> [Required work] Reproduce every one of the following records word for word, with no changes.

> [Exercise materials]
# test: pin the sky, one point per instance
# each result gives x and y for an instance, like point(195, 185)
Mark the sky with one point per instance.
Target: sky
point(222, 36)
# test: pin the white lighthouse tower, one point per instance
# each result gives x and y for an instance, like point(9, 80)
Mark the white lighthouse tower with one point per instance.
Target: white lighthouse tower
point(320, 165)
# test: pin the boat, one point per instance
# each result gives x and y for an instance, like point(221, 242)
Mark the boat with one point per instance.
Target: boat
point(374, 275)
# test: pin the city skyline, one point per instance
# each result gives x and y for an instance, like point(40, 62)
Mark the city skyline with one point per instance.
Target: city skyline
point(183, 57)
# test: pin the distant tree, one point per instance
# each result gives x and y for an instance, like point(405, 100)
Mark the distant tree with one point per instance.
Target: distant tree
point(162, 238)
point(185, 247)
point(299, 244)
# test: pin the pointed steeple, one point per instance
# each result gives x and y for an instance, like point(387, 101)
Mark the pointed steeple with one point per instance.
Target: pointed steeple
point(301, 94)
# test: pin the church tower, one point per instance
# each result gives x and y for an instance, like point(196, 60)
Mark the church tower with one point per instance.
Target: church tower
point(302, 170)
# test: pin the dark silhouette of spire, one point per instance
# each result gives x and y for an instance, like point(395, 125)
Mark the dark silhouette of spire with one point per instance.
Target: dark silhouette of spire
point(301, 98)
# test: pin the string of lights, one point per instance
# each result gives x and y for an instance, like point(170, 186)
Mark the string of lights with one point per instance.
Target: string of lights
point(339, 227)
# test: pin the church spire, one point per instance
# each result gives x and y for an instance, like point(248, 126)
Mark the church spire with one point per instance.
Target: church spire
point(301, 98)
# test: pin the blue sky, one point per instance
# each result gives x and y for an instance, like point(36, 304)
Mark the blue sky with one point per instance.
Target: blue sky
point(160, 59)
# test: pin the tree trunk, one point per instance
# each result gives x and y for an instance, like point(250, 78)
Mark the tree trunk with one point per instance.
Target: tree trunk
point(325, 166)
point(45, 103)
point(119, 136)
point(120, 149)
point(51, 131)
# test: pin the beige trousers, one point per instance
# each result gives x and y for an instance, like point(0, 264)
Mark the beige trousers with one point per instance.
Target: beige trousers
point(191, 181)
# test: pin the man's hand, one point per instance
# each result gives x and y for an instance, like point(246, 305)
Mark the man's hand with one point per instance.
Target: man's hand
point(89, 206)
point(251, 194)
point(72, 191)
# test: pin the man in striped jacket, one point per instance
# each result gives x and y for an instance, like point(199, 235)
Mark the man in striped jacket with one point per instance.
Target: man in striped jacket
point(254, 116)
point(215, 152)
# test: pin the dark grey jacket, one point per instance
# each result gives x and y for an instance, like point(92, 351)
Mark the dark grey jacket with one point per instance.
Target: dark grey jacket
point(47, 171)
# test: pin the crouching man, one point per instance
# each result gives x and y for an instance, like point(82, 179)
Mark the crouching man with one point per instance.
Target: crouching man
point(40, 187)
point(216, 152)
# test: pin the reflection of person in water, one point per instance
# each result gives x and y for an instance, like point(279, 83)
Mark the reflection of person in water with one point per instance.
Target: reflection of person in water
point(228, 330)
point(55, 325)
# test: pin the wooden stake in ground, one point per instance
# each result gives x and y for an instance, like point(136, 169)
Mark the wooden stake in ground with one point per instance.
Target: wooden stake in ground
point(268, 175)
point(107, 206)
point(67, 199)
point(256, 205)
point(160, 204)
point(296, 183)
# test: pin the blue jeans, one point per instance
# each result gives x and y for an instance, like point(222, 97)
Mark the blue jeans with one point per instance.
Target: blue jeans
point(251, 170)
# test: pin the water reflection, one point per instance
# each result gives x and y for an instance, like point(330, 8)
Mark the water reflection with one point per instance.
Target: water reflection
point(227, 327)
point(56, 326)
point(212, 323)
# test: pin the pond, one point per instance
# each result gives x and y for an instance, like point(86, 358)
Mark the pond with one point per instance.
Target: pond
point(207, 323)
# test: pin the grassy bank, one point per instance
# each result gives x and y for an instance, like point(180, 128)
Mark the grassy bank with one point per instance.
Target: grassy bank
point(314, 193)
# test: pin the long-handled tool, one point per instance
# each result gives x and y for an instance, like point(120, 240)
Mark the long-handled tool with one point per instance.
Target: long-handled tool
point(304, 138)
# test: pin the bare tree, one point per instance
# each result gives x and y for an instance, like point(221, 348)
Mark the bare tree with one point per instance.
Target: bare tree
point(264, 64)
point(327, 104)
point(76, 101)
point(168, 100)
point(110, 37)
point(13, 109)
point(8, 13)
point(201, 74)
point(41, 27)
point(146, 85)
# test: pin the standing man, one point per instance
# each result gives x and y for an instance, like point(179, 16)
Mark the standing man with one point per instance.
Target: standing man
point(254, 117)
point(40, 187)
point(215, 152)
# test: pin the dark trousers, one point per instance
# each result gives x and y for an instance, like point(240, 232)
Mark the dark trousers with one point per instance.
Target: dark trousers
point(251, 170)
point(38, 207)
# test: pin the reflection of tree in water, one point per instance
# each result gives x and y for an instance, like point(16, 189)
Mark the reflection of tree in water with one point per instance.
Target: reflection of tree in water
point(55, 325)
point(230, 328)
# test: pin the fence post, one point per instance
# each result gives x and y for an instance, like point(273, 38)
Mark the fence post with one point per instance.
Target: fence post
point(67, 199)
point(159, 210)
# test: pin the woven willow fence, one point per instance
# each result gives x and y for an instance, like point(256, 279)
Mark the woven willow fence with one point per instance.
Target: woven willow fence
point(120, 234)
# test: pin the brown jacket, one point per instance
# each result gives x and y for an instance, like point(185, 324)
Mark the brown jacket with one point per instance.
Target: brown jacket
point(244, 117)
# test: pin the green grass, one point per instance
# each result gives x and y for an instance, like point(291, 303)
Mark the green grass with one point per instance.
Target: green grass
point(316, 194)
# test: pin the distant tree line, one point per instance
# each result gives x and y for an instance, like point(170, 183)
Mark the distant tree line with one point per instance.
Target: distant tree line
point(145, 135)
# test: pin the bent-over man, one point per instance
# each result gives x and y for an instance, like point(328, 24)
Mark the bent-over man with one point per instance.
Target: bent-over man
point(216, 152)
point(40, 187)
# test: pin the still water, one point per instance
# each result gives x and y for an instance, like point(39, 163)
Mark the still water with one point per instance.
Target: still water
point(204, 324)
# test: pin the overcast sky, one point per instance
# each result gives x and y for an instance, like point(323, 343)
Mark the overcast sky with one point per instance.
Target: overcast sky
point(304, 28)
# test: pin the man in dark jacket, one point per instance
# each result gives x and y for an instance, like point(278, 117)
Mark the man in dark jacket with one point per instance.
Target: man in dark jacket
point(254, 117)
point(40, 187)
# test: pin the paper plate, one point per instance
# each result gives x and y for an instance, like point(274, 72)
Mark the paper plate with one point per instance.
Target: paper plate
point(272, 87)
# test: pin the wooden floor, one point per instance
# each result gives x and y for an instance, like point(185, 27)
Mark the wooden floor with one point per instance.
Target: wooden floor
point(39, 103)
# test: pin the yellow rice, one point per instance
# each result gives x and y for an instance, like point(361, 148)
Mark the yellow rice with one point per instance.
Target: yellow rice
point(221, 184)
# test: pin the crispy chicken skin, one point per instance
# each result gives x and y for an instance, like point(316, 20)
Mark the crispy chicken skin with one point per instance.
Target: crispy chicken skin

> [Exercise output]
# test: pin the sky, one point per instance
# each result gives x and y for an instance, like point(195, 185)
Mark the sky with one point per instance.
Target: sky
point(222, 36)
# test: pin the white lighthouse tower, one point per instance
# each result gives x and y for an instance, like point(9, 80)
Mark the white lighthouse tower with one point per instance.
Target: white lighthouse tower
point(320, 165)
# test: pin the boat, one point per instance
# each result gives x and y for an instance, like point(221, 242)
Mark the boat with one point per instance.
Target: boat
point(374, 275)
# test: pin the city skyline, one point per instance
# each result gives x and y for an instance, like point(40, 62)
Mark the city skyline with one point per instance.
Target: city skyline
point(183, 57)
# test: pin the distant tree, one point per instance
# each result gives x and y for an instance, like point(405, 100)
Mark the distant tree with one point per instance.
Target: distant tree
point(162, 238)
point(185, 247)
point(299, 244)
# test: pin the pointed steeple, one point per instance
# each result gives x and y for an instance, like point(387, 101)
Mark the pointed steeple with one point per instance.
Target: pointed steeple
point(301, 94)
# test: pin the church tower, one point per instance
# each result gives x and y for an instance, like point(196, 60)
Mark the church tower with one point per instance.
Target: church tower
point(302, 170)
# test: pin the dark silhouette of spire, one point per instance
# each result gives x and y for an instance, like point(395, 125)
Mark the dark silhouette of spire with one point per instance.
Target: dark silhouette of spire
point(301, 98)
# test: pin the string of lights, one point per instance
# each result gives x and y for an instance, like point(170, 186)
Mark the string of lights with one point per instance.
Target: string of lights
point(339, 227)
# test: pin the church spire, one point per instance
# each result gives x and y for an instance, like point(248, 126)
Mark the church spire with one point per instance.
Target: church spire
point(301, 98)
# test: pin the blue sky, one point per instance
# each result gives x and y for an instance, like point(36, 304)
Mark the blue sky with one point per instance.
Target: blue sky
point(160, 59)
# test: pin the tree trunk, one point per instance
# each result gives x and y for an instance, like point(250, 78)
Mark the tree trunk with one point per instance.
Target: tree trunk
point(325, 166)
point(45, 103)
point(119, 136)
point(120, 149)
point(51, 131)
# test: pin the beige trousers, one point per instance
# each result gives x and y for an instance, like point(0, 264)
Mark the beige trousers with one point per instance.
Target: beige trousers
point(191, 181)
# test: pin the man's hand, one point per instance
# each result gives x and y for an instance, like point(246, 305)
Mark the man's hand with one point per instance.
Target: man's hand
point(89, 206)
point(251, 194)
point(72, 191)
# test: pin the man in striped jacket, one point per instance
# each result gives x and y for an instance, like point(199, 235)
Mark the man in striped jacket with one point per instance.
Target: man in striped jacket
point(254, 116)
point(215, 152)
# test: pin the dark grey jacket, one point per instance
# each result gives x and y for an instance, like point(92, 351)
Mark the dark grey jacket with one point per instance.
Target: dark grey jacket
point(47, 171)
# test: pin the crouching man, one point per instance
# each result gives x and y for an instance, like point(82, 179)
Mark the crouching man with one point per instance.
Target: crouching man
point(40, 187)
point(216, 152)
# test: pin the reflection of person in water, one point per instance
# each result gives x and y for an instance, like point(279, 83)
Mark the reflection of person in water with one point per instance.
Target: reflection of person in water
point(228, 330)
point(55, 325)
# test: pin the wooden stake in ground, one point per instance
# each result gives x and y for an instance, like point(136, 169)
Mark the wooden stake in ground with one point per instance.
Target: wooden stake in ground
point(268, 175)
point(107, 206)
point(67, 199)
point(256, 205)
point(160, 204)
point(296, 183)
# test: pin the blue jeans, one point per instance
# each result gives x and y for an instance, like point(222, 97)
Mark the blue jeans with one point per instance.
Target: blue jeans
point(251, 170)
# test: pin the water reflection, one point per instance
# each result gives x and y for an instance, like point(330, 8)
Mark the water reflection with one point per instance.
Target: water reflection
point(227, 327)
point(56, 326)
point(212, 323)
# test: pin the pond, one point per instance
# each result gives x and y for an instance, like point(86, 358)
Mark the pond with one point per instance.
Target: pond
point(207, 323)
# test: pin the grassy bank, one point per instance
# each result gives x and y for an instance, like point(180, 128)
Mark the grassy bank with one point per instance.
Target: grassy bank
point(314, 193)
# test: pin the long-handled tool, one point per instance
# each result gives x and y for an instance, like point(120, 240)
Mark the long-handled tool with one point per instance.
Target: long-handled tool
point(304, 138)
# test: pin the bare tree, one point per instance
# each result gives x and y for an instance, like point(221, 348)
Mark the bare tree with one point per instance.
Target: bare tree
point(264, 64)
point(327, 104)
point(76, 101)
point(168, 100)
point(110, 37)
point(13, 109)
point(8, 13)
point(201, 74)
point(41, 27)
point(146, 85)
# test: pin the standing man, one point per instance
# each result gives x and y for an instance, like point(179, 16)
Mark the standing man with one point per instance.
Target: standing man
point(254, 117)
point(40, 187)
point(215, 152)
# test: pin the dark trousers, one point per instance
# each result gives x and y for an instance, like point(240, 232)
Mark the dark trousers with one point per instance.
Target: dark trousers
point(251, 170)
point(38, 207)
# test: pin the reflection of tree in water, one point per instance
# each result gives x and y for an instance, like point(16, 189)
Mark the reflection of tree in water with one point per instance.
Target: reflection of tree in water
point(55, 325)
point(230, 328)
# test: pin the fence post, one point per instance
# each result gives x and y for an instance, like point(273, 38)
Mark the fence post with one point per instance.
Target: fence post
point(67, 199)
point(159, 210)
# test: pin the woven willow fence, one point per instance
# each result gives x and y for an instance, like point(256, 279)
Mark the woven willow fence with one point per instance.
Target: woven willow fence
point(120, 234)
# test: pin the brown jacket, one point per instance
# each result gives x and y for an instance, like point(185, 324)
Mark the brown jacket with one point per instance.
Target: brown jacket
point(244, 117)
# test: pin the green grass, one point per instance
# each result gives x and y for an instance, like point(291, 303)
Mark the green grass with one point per instance.
Target: green grass
point(316, 194)
# test: pin the distant tree line, one point per instance
# each result gives x and y for an instance, like point(170, 183)
Mark the distant tree line with one point per instance.
Target: distant tree line
point(145, 135)
# test: pin the bent-over man, one point per instance
# each result gives x and y for an instance, like point(328, 24)
Mark the bent-over man with one point per instance.
Target: bent-over man
point(216, 152)
point(40, 187)
# test: pin the still water, one point per instance
# each result gives x and y for an instance, like point(39, 163)
Mark the still water with one point per instance.
Target: still water
point(204, 324)
# test: pin the overcast sky, one point per instance
# each result gives x and y for an instance, like point(323, 343)
Mark the overcast sky with one point per instance.
Target: overcast sky
point(304, 28)
# test: pin the man in dark jacket, one point per instance
# each result gives x and y for an instance, like point(278, 117)
Mark the man in dark jacket with one point per instance.
Target: man in dark jacket
point(254, 117)
point(40, 187)
# test: pin the paper plate, one point per instance
# each result gives x and y for an instance, like point(274, 72)
Mark the paper plate with one point per instance.
Target: paper plate
point(272, 87)
# test: pin the wooden floor, one point per instance
# each result gives x and y for an instance, like point(185, 27)
Mark the wooden floor with one point per instance.
Target: wooden floor
point(39, 103)
# test: pin the yellow rice, one point per instance
# each result gives x and y for an instance, like point(361, 148)
Mark the yellow rice with one point per instance.
Target: yellow rice
point(221, 184)
# test: pin the crispy chicken skin, one point per instance
# each result gives x and y for an instance, like point(316, 20)
Mark the crispy chicken skin with one point per instance.
Target: crispy chicken skin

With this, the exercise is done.